**RECORDS PROVIDED:**

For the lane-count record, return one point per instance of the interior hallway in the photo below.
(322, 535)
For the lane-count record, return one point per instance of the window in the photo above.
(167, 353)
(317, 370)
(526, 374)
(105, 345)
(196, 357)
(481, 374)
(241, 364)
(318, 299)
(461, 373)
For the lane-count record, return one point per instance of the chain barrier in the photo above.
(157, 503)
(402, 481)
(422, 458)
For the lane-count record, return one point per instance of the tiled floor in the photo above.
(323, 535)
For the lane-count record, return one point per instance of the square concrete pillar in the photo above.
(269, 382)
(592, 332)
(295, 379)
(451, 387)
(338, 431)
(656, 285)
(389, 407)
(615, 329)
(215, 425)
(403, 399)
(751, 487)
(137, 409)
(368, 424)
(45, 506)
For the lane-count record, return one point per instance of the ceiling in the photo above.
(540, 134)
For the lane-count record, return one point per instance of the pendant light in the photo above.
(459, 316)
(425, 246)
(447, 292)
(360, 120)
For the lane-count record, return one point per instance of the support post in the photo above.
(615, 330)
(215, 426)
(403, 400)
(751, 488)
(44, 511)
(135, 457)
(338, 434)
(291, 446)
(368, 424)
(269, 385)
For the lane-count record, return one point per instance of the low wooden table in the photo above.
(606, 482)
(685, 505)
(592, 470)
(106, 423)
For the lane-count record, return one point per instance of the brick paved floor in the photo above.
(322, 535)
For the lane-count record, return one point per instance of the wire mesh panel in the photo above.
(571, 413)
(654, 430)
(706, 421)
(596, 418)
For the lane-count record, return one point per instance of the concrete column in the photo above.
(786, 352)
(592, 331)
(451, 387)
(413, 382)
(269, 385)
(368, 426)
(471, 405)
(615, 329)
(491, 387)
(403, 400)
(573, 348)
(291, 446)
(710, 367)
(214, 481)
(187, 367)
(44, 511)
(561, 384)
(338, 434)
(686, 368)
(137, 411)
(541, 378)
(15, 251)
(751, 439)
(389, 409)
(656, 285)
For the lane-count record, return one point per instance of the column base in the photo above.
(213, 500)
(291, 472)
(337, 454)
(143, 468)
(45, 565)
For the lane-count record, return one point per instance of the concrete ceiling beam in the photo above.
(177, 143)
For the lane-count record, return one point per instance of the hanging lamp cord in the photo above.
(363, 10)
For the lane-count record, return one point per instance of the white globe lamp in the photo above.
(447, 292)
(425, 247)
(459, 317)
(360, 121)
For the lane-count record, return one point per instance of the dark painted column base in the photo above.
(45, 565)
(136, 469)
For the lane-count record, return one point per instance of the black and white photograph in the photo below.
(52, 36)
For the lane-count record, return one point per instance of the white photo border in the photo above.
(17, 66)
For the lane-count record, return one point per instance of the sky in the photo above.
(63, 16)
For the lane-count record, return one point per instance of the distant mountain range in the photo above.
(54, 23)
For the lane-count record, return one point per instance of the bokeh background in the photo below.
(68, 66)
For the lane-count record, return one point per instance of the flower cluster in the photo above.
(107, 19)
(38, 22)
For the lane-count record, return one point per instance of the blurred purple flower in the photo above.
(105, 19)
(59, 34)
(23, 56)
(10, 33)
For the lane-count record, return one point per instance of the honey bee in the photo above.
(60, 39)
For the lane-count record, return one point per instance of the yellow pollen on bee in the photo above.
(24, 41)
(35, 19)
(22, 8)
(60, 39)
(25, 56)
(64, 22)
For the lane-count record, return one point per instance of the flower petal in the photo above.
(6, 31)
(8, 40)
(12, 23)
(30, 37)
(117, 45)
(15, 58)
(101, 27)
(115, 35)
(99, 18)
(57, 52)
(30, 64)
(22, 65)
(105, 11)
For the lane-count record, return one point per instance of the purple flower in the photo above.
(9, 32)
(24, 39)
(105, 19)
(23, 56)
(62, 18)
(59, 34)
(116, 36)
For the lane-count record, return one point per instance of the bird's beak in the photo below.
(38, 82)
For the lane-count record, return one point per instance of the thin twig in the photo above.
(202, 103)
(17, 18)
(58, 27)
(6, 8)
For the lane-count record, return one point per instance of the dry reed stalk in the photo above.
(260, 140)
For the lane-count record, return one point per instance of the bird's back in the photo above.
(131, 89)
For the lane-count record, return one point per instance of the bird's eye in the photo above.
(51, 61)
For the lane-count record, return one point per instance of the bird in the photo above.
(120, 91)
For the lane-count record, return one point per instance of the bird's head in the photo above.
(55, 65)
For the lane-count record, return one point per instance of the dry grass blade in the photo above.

**INSTRUCTIONS FOR THE TASK:** Reproduce each of the preceding lines verbatim, in their original order.

**SOLUTION TO THE EXERCISE:**
For the lane-count record, return one point per instance of the interior hallway in the photo below.
(322, 535)
For the lane-count record, return one point per instance of the window in the photo above.
(167, 353)
(317, 370)
(526, 374)
(105, 345)
(196, 357)
(481, 374)
(241, 364)
(318, 299)
(461, 373)
For the lane-count record, return one point per instance of the chain barrier in the photo above.
(157, 503)
(402, 481)
(422, 458)
For the lane-count record, return one point per instance of the tiled floor in the photo above.
(323, 535)
For the lane-count record, return one point per instance of the square concrete pillar in the photo above.
(269, 382)
(592, 332)
(295, 379)
(451, 387)
(338, 431)
(656, 285)
(389, 407)
(615, 329)
(215, 425)
(403, 399)
(751, 487)
(137, 409)
(368, 424)
(45, 506)
For the lane-count record, return one point per instance of the ceiling in the photo above.
(540, 134)
For the lane-count record, return one point per instance of the pendant light in the photo above.
(459, 316)
(425, 246)
(447, 292)
(360, 120)
For the lane-count record, return one point per instance of the support post in the photo above.
(615, 330)
(215, 426)
(403, 400)
(751, 488)
(44, 511)
(135, 457)
(338, 434)
(291, 446)
(368, 424)
(269, 385)
For the lane-count record, return one point per instance of the low wooden table in the photo above.
(606, 482)
(685, 505)
(592, 470)
(106, 423)
For the lane-count record, return one point per instance of the brick paved floor in the photo above.
(322, 535)
For the lane-count record, return one point per instance of the wire mesh panel in the photo above.
(571, 413)
(654, 430)
(706, 421)
(596, 418)
For the lane-count record, return one point per instance of the concrete column in the photo above.
(786, 352)
(592, 331)
(451, 387)
(413, 382)
(269, 385)
(368, 426)
(471, 405)
(615, 329)
(491, 387)
(403, 400)
(573, 348)
(291, 446)
(710, 367)
(214, 481)
(187, 367)
(44, 511)
(561, 384)
(338, 434)
(686, 368)
(137, 411)
(541, 378)
(15, 251)
(751, 439)
(389, 409)
(656, 285)
For the lane-count record, return one point per instance of the column base in the photo above.
(213, 500)
(291, 472)
(337, 454)
(143, 468)
(45, 565)
For the lane-count record, return one point per instance of the concrete ceiling beam in the photo above.
(177, 143)
For the lane-count record, return one point per instance of the hanging lamp cord in the photo above.
(363, 10)
For the lane-count record, return one point per instance of the white globe lamp in the photo above.
(447, 292)
(425, 247)
(459, 317)
(360, 121)
For the lane-count record, return one point per instance of the dark painted column base in the photo above.
(45, 565)
(136, 469)
For the lane-count record, return one point per instance of the black and white photograph in the photo below.
(52, 36)
For the lane-count record, return one point per instance of the white photo border in the photo above.
(17, 66)
For the lane-count record, return one point per instance of the sky in the photo above.
(63, 16)
For the lane-count record, return one point per instance of the distant mountain range in the photo above.
(54, 23)
For the lane-count record, return one point per instance of the bokeh background in the photo below.
(68, 66)
For the lane-count record, return one point per instance of the flower cluster in the photo above.
(107, 19)
(38, 22)
For the lane-count record, return one point per instance of the blurred purple flower in the photo above.
(105, 19)
(59, 34)
(23, 56)
(10, 33)
For the lane-count record, return one point per instance of the honey bee in the photo above.
(60, 39)
For the lane-count record, return one point per instance of the yellow pollen on bee in the photo above.
(24, 41)
(35, 19)
(22, 8)
(60, 39)
(25, 56)
(64, 22)
For the lane-count record, return one point per instance of the flower petal in the photo above.
(6, 31)
(8, 40)
(12, 23)
(30, 37)
(117, 45)
(15, 58)
(101, 27)
(115, 35)
(99, 18)
(57, 52)
(30, 64)
(22, 65)
(105, 11)
For the lane-count record, return one point per instance of the purple flower in the photo above.
(9, 32)
(24, 39)
(105, 19)
(23, 56)
(62, 18)
(59, 34)
(116, 36)
For the lane-count record, return one point per instance of the bird's beak in the photo below.
(38, 82)
For the lane-count record, return one point per instance of the thin twig in the photo above.
(202, 103)
(17, 18)
(58, 27)
(6, 8)
For the lane-count record, return one point per instance of the dry reed stalk in the photo above.
(260, 140)
For the lane-count record, return one point per instance of the bird's back in the photo above.
(131, 89)
For the lane-count record, return one point per instance of the bird's eye in the photo above.
(51, 61)
For the lane-count record, return one point per instance of the bird in the photo above.
(120, 91)
For the lane-count record, return one point per instance of the bird's head in the photo above.
(55, 65)
For the lane-count record, return one point per instance of the dry grass blade in the photo above.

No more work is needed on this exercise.